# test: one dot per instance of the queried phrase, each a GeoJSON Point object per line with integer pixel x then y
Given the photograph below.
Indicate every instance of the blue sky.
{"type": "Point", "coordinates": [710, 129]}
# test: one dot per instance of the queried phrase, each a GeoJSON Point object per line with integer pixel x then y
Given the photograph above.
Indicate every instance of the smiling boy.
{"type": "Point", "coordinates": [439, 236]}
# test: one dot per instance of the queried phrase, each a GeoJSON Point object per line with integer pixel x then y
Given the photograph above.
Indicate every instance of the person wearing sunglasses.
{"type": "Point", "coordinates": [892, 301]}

◇ ◇ ◇ ◇ ◇

**Problem description**: The lines beginning with the one that holds "Given the photograph below." and ending with the last line of the data above are to be reproduced exactly, and nothing else.

**Result of this task**:
Given the photograph below.
Indicate every instance of the blue sky.
{"type": "Point", "coordinates": [710, 129]}
# test: one dot per instance of the queried phrase, each a GeoJSON Point object per line with integer pixel x then y
Given the photograph above.
Indicate every instance of the smiling boy.
{"type": "Point", "coordinates": [439, 236]}
# test: one dot per instance of the queried phrase, each a GeoJSON Point object per line with integer pixel x then y
Given the photograph above.
Indicate every instance of the person wearing sunglasses.
{"type": "Point", "coordinates": [892, 301]}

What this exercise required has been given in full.